* begin Stored records *
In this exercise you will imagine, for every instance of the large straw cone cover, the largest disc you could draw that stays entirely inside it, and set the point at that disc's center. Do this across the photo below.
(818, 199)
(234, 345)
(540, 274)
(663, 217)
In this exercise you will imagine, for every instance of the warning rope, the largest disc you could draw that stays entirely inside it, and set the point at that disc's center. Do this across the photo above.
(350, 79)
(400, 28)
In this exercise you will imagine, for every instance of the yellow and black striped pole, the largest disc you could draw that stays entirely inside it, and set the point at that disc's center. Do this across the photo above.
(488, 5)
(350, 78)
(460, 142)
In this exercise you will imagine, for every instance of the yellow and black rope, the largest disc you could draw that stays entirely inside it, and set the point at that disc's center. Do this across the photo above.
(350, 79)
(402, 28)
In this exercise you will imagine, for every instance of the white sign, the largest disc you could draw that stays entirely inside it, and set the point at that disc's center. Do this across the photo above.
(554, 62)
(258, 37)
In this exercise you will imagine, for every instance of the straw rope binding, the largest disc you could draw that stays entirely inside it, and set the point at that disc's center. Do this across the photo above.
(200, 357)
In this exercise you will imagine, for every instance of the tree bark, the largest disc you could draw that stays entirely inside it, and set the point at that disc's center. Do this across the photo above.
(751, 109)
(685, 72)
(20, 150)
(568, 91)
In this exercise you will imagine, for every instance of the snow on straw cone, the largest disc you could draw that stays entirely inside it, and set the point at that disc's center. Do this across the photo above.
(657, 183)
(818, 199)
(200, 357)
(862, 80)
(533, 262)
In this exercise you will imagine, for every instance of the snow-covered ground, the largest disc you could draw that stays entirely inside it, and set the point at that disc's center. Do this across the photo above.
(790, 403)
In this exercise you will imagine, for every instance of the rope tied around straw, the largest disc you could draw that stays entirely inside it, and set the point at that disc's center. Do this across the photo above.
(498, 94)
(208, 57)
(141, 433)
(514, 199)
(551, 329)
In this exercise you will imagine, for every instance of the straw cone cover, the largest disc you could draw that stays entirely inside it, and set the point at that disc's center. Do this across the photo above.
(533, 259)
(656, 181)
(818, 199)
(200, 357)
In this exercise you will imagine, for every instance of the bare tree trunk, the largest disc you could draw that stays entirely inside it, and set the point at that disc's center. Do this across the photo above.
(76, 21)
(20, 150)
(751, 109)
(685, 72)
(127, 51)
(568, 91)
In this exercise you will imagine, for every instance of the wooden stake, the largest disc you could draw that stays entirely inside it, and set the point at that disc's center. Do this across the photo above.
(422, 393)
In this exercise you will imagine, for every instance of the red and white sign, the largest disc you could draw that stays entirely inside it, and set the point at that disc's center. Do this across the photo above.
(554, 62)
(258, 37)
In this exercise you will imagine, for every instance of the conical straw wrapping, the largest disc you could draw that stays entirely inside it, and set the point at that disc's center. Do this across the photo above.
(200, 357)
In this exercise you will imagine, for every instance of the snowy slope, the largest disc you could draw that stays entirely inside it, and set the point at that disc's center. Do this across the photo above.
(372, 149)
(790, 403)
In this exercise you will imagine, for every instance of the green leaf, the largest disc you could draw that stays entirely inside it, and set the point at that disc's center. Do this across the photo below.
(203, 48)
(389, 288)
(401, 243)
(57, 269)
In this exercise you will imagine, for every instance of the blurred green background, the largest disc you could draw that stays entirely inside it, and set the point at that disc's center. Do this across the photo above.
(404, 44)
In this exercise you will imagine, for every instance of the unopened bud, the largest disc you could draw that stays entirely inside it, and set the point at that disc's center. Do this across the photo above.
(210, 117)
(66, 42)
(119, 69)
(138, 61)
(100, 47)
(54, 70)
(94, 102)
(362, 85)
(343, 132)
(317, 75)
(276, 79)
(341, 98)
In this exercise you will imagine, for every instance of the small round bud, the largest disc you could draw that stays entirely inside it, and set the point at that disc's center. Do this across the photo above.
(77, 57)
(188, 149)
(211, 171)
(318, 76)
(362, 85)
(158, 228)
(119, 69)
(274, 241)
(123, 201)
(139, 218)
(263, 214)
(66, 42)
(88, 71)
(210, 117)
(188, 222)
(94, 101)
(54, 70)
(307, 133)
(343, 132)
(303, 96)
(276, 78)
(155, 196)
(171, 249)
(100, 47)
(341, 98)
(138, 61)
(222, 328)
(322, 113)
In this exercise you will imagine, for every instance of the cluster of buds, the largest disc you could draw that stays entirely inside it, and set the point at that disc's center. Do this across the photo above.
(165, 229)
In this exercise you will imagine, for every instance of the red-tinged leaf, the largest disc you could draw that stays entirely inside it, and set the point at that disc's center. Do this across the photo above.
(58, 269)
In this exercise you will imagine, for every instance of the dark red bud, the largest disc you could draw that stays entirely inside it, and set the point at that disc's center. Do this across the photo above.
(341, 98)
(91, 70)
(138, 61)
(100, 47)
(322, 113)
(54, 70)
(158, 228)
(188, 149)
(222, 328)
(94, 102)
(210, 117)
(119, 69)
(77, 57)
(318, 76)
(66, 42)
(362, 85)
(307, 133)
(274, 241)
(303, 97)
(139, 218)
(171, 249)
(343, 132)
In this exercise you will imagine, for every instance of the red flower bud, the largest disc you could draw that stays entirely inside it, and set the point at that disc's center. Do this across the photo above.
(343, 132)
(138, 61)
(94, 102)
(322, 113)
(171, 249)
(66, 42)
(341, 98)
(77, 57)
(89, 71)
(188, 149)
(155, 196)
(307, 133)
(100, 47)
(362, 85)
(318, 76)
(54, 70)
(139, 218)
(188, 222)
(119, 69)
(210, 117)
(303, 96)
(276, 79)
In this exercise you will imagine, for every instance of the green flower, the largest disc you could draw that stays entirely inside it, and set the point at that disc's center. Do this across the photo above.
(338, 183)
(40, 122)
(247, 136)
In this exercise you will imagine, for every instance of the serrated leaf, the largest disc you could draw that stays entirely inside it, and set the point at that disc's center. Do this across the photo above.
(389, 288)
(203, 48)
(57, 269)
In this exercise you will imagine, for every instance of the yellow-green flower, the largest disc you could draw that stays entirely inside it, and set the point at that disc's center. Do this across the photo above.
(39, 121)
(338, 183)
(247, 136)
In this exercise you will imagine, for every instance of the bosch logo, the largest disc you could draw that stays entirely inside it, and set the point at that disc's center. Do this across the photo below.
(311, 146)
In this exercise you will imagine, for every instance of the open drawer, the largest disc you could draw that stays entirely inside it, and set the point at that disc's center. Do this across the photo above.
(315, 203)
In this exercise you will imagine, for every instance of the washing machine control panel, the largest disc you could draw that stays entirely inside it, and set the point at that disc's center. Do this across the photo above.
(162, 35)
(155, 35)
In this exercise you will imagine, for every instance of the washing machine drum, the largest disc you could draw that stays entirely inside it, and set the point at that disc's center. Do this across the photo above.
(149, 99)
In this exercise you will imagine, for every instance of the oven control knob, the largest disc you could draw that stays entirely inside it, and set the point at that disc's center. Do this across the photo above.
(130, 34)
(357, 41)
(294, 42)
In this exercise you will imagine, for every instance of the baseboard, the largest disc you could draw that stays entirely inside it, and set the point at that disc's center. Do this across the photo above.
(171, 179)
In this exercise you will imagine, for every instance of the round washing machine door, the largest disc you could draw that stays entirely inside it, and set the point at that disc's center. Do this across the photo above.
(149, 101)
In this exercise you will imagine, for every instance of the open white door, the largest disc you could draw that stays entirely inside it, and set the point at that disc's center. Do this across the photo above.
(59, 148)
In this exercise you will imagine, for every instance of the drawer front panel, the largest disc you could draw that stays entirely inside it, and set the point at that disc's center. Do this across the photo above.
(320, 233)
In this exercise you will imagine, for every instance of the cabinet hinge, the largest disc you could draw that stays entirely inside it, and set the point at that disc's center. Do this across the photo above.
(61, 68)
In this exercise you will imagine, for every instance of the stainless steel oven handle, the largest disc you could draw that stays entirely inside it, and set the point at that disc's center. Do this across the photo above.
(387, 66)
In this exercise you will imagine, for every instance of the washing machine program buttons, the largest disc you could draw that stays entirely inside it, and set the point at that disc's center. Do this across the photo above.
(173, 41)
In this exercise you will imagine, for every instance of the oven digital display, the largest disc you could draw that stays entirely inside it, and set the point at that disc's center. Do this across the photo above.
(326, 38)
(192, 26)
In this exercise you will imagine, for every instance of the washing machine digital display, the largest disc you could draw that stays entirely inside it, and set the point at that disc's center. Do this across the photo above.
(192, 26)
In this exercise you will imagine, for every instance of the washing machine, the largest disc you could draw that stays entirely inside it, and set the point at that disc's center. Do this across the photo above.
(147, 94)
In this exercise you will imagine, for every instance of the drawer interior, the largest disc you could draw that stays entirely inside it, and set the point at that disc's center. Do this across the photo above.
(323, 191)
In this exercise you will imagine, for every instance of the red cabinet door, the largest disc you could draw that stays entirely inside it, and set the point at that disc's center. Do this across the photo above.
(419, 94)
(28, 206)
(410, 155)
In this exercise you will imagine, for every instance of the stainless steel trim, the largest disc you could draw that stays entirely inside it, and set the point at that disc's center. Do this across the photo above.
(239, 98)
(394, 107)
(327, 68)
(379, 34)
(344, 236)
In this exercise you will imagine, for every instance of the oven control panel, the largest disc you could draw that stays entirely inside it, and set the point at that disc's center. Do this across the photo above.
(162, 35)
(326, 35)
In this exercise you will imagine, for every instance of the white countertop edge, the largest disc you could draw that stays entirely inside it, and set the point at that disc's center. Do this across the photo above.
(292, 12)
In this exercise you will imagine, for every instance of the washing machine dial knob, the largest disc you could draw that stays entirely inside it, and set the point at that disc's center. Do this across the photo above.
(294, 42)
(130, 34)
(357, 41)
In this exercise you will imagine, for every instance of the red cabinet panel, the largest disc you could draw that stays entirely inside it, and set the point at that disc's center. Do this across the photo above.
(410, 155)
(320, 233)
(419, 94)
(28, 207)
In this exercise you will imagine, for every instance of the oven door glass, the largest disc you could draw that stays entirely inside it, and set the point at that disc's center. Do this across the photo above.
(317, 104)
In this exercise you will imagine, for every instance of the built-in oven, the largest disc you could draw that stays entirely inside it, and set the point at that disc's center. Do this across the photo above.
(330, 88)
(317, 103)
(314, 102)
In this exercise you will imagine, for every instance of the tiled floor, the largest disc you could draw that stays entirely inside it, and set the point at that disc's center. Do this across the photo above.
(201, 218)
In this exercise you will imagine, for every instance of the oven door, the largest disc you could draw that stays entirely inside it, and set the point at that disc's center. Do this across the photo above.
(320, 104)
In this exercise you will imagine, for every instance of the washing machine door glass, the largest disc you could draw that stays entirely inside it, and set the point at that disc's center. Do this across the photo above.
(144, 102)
* end Stored records *
What are the lines from the one with "washing machine dial" through the last line of the records above? Quote them exactly and add nothing.

__Exercise solution__.
In this exercise you will imagine, for every instance of the washing machine dial knob, the largest disc you could draw that stays entirely inside it, and set the point at that disc's center. Do this across the photo above.
(294, 42)
(130, 34)
(357, 41)
In this exercise you will imagine, for every instance of the red cabinet panel, the largest disc you could draw that stays entirely inside it, and set the point at that disc's center. Do this across the photo above.
(410, 155)
(320, 233)
(419, 94)
(28, 207)
In this exercise you will imagine, for every instance of the oven door glass, the largest disc you could draw that stays entirely inside it, and set the point at that disc's center. Do this across the photo above.
(317, 104)
In this exercise you will imagine, for every instance of the built-in oven, the largest disc you could draw that stays entirely inside it, and set the point at that disc's center. Do this across the photo above.
(330, 88)
(317, 103)
(314, 102)
In this exercise you will imagine, for every instance of the tiled floor, the largest disc you could draw that stays entirely inside it, and set the point at that disc's center. Do this across the photo above.
(201, 218)
In this exercise you will imagine, for every instance of the oven door, the largest disc you could draw that stays entirely inside it, and set the point at that disc's center. Do this across the photo above.
(320, 104)
In this exercise you will imagine, for every instance of the washing machine door glass, the largest disc you could draw that stays entirely inside it, and set the point at that disc's center. Do this across the photo above.
(144, 102)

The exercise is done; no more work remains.